### Exercise prompt
The records that follow must be repeated exactly as they stand.

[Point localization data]
<<<<

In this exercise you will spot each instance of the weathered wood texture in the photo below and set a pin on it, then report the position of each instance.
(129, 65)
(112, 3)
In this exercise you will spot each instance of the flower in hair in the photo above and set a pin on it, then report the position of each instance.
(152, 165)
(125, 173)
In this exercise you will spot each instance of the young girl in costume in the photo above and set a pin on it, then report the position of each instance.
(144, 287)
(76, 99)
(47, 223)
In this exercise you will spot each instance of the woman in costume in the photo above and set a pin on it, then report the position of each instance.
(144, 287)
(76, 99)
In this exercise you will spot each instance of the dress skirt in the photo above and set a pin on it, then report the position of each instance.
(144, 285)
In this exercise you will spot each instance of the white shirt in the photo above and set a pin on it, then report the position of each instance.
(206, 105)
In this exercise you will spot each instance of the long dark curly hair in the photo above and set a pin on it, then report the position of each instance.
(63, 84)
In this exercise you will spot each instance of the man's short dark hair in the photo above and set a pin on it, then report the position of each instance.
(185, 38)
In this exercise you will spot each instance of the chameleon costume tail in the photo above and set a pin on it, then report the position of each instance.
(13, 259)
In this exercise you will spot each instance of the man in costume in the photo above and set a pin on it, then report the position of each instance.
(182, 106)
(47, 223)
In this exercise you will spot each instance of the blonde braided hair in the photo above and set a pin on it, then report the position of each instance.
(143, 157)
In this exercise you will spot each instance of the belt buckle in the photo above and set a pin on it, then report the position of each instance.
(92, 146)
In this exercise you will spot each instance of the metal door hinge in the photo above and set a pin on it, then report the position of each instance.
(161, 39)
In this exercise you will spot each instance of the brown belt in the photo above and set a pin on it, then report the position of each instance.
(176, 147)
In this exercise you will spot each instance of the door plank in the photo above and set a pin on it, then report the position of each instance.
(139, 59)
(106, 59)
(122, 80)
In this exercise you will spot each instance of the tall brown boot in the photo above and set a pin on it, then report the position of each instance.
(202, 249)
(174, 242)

>>>>

### Task result
In this exercise you will spot each instance of the weathered wood texture in the photo below and set a pin on it, then report the position of each instance.
(129, 65)
(112, 3)
In this exercise you will spot each instance of the flower in hair in the photo above and set a pin on it, then report the position of each instance.
(152, 165)
(125, 173)
In this exercise you will spot each instance of the young girl in costume in the photo above and set a pin on it, then report the position of each instance.
(144, 287)
(76, 99)
(47, 223)
In this exercise you will spot each instance of the woman in costume in the photo above and set a pin on it, then report the position of each instance.
(144, 287)
(76, 99)
In this exercise you will spot each instance of the dress skirt in the photo above and set a pin on it, then report the position of each instance.
(144, 285)
In this exercise you will spot each instance of the white shirt in the photo above and set a pin on it, then report the position of each instance.
(206, 105)
In this exercise you will spot each instance of the long dark curly hair in the photo above and set a pin on it, then report the position of each instance.
(63, 84)
In this exercise you will spot each instance of the man's short dark hair in the photo above and set a pin on it, then report the position of each instance.
(185, 38)
In this exercise you will spot each instance of the chameleon costume tail in the photo above and set a pin on it, then report the position of each instance.
(13, 259)
In this exercise you will spot each instance of the man in costume in the photo above and set a pin on it, then report the position of each instance.
(182, 106)
(47, 223)
In this exercise you will spot each instance of the blonde braided hair in the photo above and set a pin on it, then report the position of each instance.
(143, 157)
In this exercise you will spot each instance of the belt buckle in the photo above and set a pin on it, then report the position of each instance.
(92, 146)
In this exercise you will spot each instance of the metal door hinge in the photo above and set a pin on it, then report the position of each instance.
(161, 39)
In this exercise you will spot each instance of the brown belt in the photo above and set a pin on it, then report the position of each instance.
(176, 147)
In this exercise you will spot each instance of the door plank in the photo above and set a pin on it, then report the position of each instance.
(139, 59)
(106, 59)
(122, 80)
In this exercise you will spot each instance of the tall brown boot in the photo above and set a pin on it, then report the position of each instance.
(202, 249)
(174, 242)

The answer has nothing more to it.